**Supplied material**
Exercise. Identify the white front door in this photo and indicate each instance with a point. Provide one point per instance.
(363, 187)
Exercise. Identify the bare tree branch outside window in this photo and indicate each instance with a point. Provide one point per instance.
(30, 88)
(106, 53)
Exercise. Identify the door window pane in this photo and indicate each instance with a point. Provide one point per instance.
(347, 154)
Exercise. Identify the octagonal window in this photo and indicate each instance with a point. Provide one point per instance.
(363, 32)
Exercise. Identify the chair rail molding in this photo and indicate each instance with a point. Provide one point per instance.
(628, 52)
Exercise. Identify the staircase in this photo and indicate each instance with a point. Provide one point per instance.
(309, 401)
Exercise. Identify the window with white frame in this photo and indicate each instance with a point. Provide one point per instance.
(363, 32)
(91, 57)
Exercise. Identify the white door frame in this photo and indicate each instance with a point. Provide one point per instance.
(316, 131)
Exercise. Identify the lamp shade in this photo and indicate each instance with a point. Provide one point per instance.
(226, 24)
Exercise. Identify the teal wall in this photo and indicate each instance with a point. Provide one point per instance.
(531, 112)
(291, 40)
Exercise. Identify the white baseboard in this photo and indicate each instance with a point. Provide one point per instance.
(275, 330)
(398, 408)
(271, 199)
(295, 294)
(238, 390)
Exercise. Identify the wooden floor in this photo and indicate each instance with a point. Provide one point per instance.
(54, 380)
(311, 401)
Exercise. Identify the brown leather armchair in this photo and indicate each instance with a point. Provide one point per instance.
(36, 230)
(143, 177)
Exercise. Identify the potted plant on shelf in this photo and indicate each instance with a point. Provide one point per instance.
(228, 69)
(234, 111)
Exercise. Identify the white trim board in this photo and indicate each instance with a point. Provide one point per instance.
--
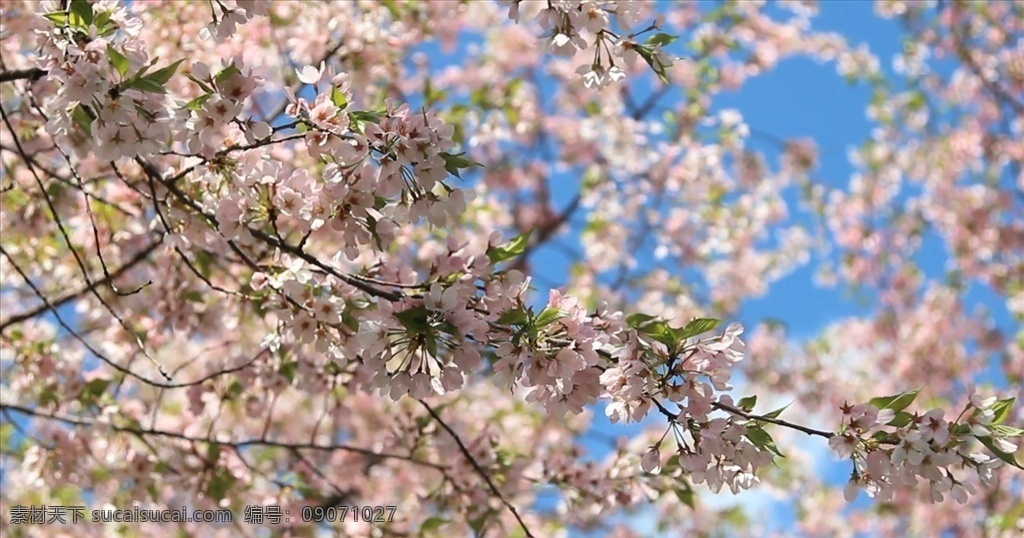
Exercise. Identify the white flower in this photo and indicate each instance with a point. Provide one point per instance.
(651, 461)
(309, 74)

**Task directions**
Select from the records above each line that contains the word "white" and copy those lines in full.

**Expected answer**
Exercise. Identify the white front door in this photo and indicate each instance with a point. Provide one point per instance.
Exercise. Identify the window with white frame in this photo and indicate each instance with a point. Provide one point per instance.
Exercise. Identify the white door frame in this photo and indicate each instance with a point. Provide one point per instance.
Exercise. Identify the white baseboard in this photo and indicate each instance with a point. Provide one point per instance.
Exercise. Identify the white trim board in this photo and indicate each instance with a point. Provide one point per instance.
Exercise. Identify the white flower in this photo and indicate each instance with a point. Provide one point per instance.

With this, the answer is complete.